**Assignment:**
Reproduce all the records word for word. Omit images.
══ Dataset entries ══
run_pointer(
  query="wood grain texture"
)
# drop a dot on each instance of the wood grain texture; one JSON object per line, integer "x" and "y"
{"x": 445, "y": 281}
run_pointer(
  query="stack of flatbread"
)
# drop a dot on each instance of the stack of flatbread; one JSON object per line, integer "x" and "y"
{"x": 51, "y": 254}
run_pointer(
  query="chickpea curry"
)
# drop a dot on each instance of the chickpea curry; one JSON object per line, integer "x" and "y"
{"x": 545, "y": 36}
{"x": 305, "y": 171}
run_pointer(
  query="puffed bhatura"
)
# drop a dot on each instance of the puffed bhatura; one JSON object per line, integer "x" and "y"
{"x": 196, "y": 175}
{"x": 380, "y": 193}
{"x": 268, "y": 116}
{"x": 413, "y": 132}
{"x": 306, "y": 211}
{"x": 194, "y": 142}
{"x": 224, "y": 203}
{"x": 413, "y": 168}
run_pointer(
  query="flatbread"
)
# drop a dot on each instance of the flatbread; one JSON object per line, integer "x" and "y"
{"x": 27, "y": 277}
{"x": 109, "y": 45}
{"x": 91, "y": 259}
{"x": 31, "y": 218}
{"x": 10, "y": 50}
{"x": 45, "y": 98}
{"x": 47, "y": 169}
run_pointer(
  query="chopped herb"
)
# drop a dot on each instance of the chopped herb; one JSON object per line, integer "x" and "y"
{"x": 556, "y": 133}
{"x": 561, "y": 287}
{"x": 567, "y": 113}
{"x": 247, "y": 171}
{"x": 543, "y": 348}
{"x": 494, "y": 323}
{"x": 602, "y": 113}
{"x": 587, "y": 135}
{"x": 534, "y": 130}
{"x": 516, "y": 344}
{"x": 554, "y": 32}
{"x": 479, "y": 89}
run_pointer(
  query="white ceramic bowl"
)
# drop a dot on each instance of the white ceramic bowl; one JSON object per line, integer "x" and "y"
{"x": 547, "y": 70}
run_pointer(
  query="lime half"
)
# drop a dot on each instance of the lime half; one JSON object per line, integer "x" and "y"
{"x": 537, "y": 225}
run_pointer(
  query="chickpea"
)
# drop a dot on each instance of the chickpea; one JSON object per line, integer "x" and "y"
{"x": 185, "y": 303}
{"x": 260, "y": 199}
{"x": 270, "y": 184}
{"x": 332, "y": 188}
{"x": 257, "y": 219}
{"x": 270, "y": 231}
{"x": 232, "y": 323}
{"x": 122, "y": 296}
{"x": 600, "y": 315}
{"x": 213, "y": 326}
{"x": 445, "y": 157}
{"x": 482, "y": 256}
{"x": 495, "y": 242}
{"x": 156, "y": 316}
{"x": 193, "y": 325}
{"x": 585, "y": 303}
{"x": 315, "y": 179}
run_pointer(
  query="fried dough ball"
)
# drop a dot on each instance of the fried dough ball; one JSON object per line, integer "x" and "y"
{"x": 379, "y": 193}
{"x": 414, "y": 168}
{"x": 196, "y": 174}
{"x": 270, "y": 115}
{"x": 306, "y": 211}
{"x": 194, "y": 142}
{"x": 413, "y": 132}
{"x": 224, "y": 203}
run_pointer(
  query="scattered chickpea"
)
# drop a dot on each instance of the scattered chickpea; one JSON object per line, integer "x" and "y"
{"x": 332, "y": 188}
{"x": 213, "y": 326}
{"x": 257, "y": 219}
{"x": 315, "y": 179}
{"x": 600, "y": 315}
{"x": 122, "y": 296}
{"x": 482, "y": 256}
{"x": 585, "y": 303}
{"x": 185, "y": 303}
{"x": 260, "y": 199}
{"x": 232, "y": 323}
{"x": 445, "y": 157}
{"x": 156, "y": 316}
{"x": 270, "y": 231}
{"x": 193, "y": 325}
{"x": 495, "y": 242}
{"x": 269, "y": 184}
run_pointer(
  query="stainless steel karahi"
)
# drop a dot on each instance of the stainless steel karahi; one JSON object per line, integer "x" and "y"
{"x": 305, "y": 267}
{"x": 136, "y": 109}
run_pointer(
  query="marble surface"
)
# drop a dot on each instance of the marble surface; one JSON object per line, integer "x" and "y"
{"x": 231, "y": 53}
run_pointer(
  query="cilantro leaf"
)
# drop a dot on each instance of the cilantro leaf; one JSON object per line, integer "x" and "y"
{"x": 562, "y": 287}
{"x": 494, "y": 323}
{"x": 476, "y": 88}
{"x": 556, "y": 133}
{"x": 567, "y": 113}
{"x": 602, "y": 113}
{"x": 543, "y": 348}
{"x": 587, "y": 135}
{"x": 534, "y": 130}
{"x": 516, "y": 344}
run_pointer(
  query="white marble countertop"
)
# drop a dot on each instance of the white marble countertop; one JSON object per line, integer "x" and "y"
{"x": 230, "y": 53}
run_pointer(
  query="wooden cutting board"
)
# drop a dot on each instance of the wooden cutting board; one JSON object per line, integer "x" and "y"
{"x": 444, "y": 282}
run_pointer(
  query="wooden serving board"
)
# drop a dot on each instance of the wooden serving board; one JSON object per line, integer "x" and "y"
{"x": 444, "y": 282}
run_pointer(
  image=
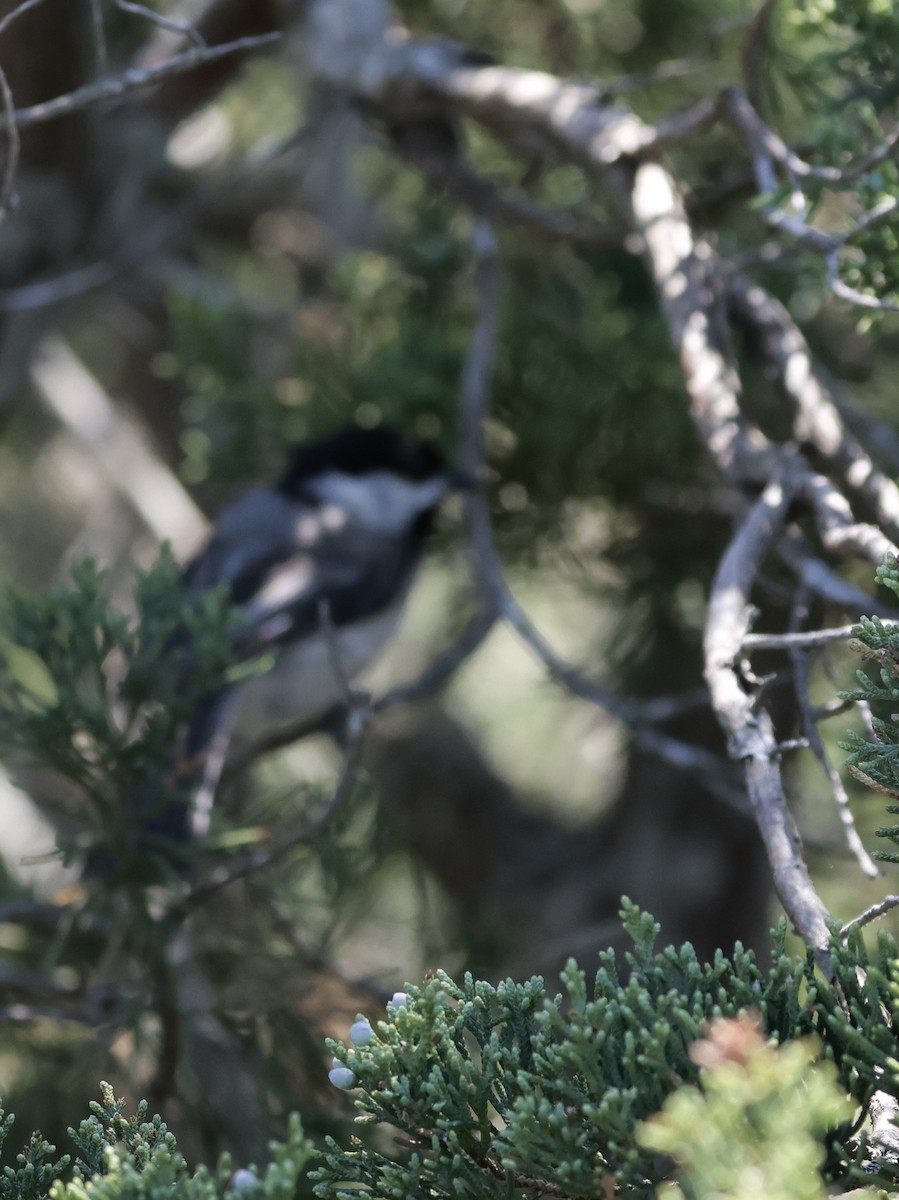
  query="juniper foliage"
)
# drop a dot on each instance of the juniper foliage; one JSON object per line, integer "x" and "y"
{"x": 503, "y": 1090}
{"x": 875, "y": 762}
{"x": 137, "y": 1157}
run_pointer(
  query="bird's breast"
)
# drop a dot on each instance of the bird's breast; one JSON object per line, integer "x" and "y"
{"x": 309, "y": 678}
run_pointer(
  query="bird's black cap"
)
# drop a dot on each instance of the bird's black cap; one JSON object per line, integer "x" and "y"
{"x": 357, "y": 451}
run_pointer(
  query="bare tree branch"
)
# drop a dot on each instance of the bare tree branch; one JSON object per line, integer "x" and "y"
{"x": 749, "y": 730}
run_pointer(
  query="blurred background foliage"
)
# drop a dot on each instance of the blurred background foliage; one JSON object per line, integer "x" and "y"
{"x": 264, "y": 269}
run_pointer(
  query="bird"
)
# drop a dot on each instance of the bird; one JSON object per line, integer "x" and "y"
{"x": 318, "y": 568}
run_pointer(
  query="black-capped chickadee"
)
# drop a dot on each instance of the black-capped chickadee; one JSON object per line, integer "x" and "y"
{"x": 318, "y": 567}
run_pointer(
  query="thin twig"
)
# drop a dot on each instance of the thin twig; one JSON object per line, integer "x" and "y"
{"x": 167, "y": 23}
{"x": 132, "y": 79}
{"x": 101, "y": 52}
{"x": 805, "y": 640}
{"x": 7, "y": 184}
{"x": 869, "y": 915}
{"x": 17, "y": 12}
═══
**Response area:**
run_pointer(
  query="wood grain texture"
)
# drop a dot on each instance of the wood grain texture; one JSON object per line, integer "x" and "y"
{"x": 445, "y": 281}
run_pointer(
  query="stack of flatbread"
)
# drop a dot on each instance of the stack of flatbread; one JSON object per line, integer "x" and "y"
{"x": 51, "y": 254}
run_pointer(
  query="chickpea curry"
)
# drop a dot on each instance of the chickpea curry; one JSON object per line, integer "x" and "y"
{"x": 545, "y": 36}
{"x": 305, "y": 171}
run_pointer(
  query="puffed bhatura"
)
# drop a dot on each instance of the puffed bhatura; one JSON object per line, integer "x" and "y"
{"x": 196, "y": 175}
{"x": 380, "y": 193}
{"x": 268, "y": 116}
{"x": 413, "y": 132}
{"x": 306, "y": 211}
{"x": 194, "y": 142}
{"x": 224, "y": 203}
{"x": 413, "y": 168}
run_pointer(
  query="flatbread"
)
# drop a dot on each instance of the flatbread; one JSON object per line, integer "x" and "y"
{"x": 27, "y": 277}
{"x": 109, "y": 45}
{"x": 91, "y": 259}
{"x": 31, "y": 218}
{"x": 10, "y": 50}
{"x": 45, "y": 98}
{"x": 47, "y": 169}
run_pointer(
  query="chopped herb"
)
# drop a dot on each instance of the chopped herb; one JSON object per line, integer "x" and "y"
{"x": 556, "y": 133}
{"x": 561, "y": 287}
{"x": 567, "y": 113}
{"x": 247, "y": 171}
{"x": 543, "y": 348}
{"x": 494, "y": 323}
{"x": 602, "y": 113}
{"x": 587, "y": 135}
{"x": 534, "y": 130}
{"x": 516, "y": 344}
{"x": 554, "y": 32}
{"x": 479, "y": 89}
run_pointer(
  query="white ceramic bowl"
)
# drop a dot on each instance of the white ceramic bowl; one JSON object per line, integer "x" and "y"
{"x": 547, "y": 70}
run_pointer(
  query="lime half"
)
# drop a dot on each instance of the lime half; one JSON object per line, integer "x" and "y"
{"x": 537, "y": 225}
run_pointer(
  query="chickpea"
)
# drop a dot on each instance of the chickpea; one JSON object per line, integer "x" and "y"
{"x": 185, "y": 303}
{"x": 260, "y": 199}
{"x": 270, "y": 184}
{"x": 332, "y": 188}
{"x": 257, "y": 219}
{"x": 270, "y": 231}
{"x": 232, "y": 323}
{"x": 122, "y": 296}
{"x": 600, "y": 315}
{"x": 213, "y": 326}
{"x": 445, "y": 157}
{"x": 482, "y": 256}
{"x": 495, "y": 242}
{"x": 156, "y": 316}
{"x": 193, "y": 325}
{"x": 585, "y": 303}
{"x": 315, "y": 179}
run_pointer(
  query="fried dough ball"
)
# drop a dot on each instance of the fried dough ball; one JSON object per line, integer "x" and "y"
{"x": 379, "y": 193}
{"x": 414, "y": 168}
{"x": 196, "y": 174}
{"x": 270, "y": 115}
{"x": 306, "y": 211}
{"x": 194, "y": 142}
{"x": 413, "y": 132}
{"x": 224, "y": 203}
run_pointer(
  query="scattered chickpea"
)
# drop a dot on each instance of the scattered chickpea; one JSON object per line, integer "x" and "y"
{"x": 332, "y": 188}
{"x": 213, "y": 326}
{"x": 257, "y": 219}
{"x": 315, "y": 179}
{"x": 600, "y": 315}
{"x": 122, "y": 296}
{"x": 482, "y": 256}
{"x": 585, "y": 303}
{"x": 185, "y": 303}
{"x": 260, "y": 199}
{"x": 232, "y": 323}
{"x": 445, "y": 157}
{"x": 156, "y": 316}
{"x": 270, "y": 231}
{"x": 193, "y": 325}
{"x": 495, "y": 242}
{"x": 269, "y": 184}
run_pointer(
  query="stainless steel karahi"
)
# drop a dot on each instance of the stainless steel karahi; one JSON object per line, integer "x" and "y"
{"x": 305, "y": 267}
{"x": 136, "y": 109}
run_pointer(
  query="marble surface"
)
# drop a dot on each instance of the marble surface; one JSON object per line, integer "x" and "y"
{"x": 231, "y": 53}
run_pointer(
  query="cilantro leaf"
)
# drop a dot on each instance of the cilantro leaf; one JSON object per line, integer "x" and "y"
{"x": 562, "y": 287}
{"x": 494, "y": 323}
{"x": 476, "y": 88}
{"x": 556, "y": 133}
{"x": 567, "y": 113}
{"x": 602, "y": 113}
{"x": 543, "y": 348}
{"x": 587, "y": 135}
{"x": 534, "y": 130}
{"x": 516, "y": 344}
run_pointer(
  query="white marble countertop"
)
# drop a dot on each instance of the white marble countertop; one JSON object per line, integer "x" and "y"
{"x": 230, "y": 53}
run_pointer(
  query="wooden cutting board"
)
# drop a dot on each instance of the wooden cutting board; one JSON object per line, integer "x" and "y"
{"x": 444, "y": 282}
run_pointer(
  query="wooden serving board"
)
# drop a dot on each instance of the wooden serving board; one JSON object per line, integer "x" and "y"
{"x": 444, "y": 282}
run_pointer(
  image=
  query="juniper foliage"
)
# drop a dot on each instance of the juniper foliage; one JSON object per line, integer "x" and "y"
{"x": 503, "y": 1090}
{"x": 875, "y": 762}
{"x": 137, "y": 1157}
run_pointer(
  query="bird's breast"
)
# drop a dot on each instance of the bird's breast; one JSON object per line, integer "x" and "y"
{"x": 309, "y": 678}
run_pointer(
  query="bird's black cap"
)
# drop a dot on each instance of the bird's black cap; one JSON object per line, integer "x" and "y"
{"x": 357, "y": 451}
run_pointer(
  query="bare tree branch"
)
# drop a dot on each instance of the bare tree branch; one JSON object per line, integer "x" and "y"
{"x": 749, "y": 730}
run_pointer(
  query="blurred background foliage"
)
# drop a dot on each instance of the blurred background foliage; one JSON object per line, integer "x" and "y"
{"x": 264, "y": 269}
run_pointer(
  query="bird"
)
# drop a dot on each instance of the bird; one JSON object per line, integer "x" and "y"
{"x": 318, "y": 568}
run_pointer(
  query="black-capped chickadee"
)
# drop a dot on each instance of the black-capped chickadee; one JSON object per line, integer "x" and "y"
{"x": 318, "y": 567}
run_pointer(
  query="thin twig"
)
# drop a dot on each instance of the thin twig; one JSON object per line, integer "x" and "y"
{"x": 167, "y": 23}
{"x": 132, "y": 79}
{"x": 101, "y": 52}
{"x": 805, "y": 640}
{"x": 7, "y": 184}
{"x": 869, "y": 915}
{"x": 17, "y": 12}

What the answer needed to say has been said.